- Exercise requirements:
Copy out the rows below, changing every "every instance outlined" to "outline each one" and leaving the rest untouched.

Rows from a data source

━━━━━━━━━━━━━━━━

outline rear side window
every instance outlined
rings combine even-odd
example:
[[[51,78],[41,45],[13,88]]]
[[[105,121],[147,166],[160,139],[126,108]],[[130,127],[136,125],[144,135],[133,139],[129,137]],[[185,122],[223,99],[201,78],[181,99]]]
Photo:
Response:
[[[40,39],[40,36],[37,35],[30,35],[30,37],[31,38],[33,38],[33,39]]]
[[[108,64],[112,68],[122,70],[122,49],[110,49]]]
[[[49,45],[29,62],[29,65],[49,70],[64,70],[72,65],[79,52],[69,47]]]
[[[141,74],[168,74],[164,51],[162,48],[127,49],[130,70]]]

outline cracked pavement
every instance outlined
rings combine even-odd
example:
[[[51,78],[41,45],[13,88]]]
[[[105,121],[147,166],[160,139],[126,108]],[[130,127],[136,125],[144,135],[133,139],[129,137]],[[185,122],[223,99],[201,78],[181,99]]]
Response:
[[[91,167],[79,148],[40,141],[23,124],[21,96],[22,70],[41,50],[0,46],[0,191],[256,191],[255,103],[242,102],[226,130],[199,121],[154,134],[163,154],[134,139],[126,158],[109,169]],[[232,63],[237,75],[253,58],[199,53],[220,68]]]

━━━━━━━━━━━━━━━━

- The output:
outline rear side window
outline each one
rings combine even-odd
example:
[[[51,78],[41,45],[13,88]]]
[[[105,121],[147,166],[160,139],[126,108]],[[130,127],[136,125],[144,135],[133,139],[129,137]],[[185,122],[223,99],[201,78],[181,99]]]
Photo:
Response:
[[[40,39],[40,36],[37,35],[30,35],[30,37],[31,38],[33,38],[33,39]]]
[[[108,64],[112,68],[122,70],[122,49],[110,49]]]
[[[49,45],[29,62],[29,65],[49,70],[64,70],[72,65],[79,52],[69,47]]]
[[[141,74],[168,74],[164,51],[162,48],[127,49],[130,70]]]

outline cracked pavement
outline each one
rings combine even-odd
example:
[[[51,78],[41,45],[13,88]]]
[[[105,121],[147,166],[160,139],[126,108]],[[130,127],[136,125],[144,135],[133,139],[129,137]],[[185,122],[223,99],[201,78],[181,99]]]
Response:
[[[91,167],[79,148],[40,141],[23,124],[21,96],[22,70],[41,50],[0,46],[0,191],[256,191],[255,103],[242,102],[226,130],[199,121],[154,134],[163,154],[134,139],[126,158],[109,169]],[[232,63],[237,75],[253,58],[199,53],[220,68]]]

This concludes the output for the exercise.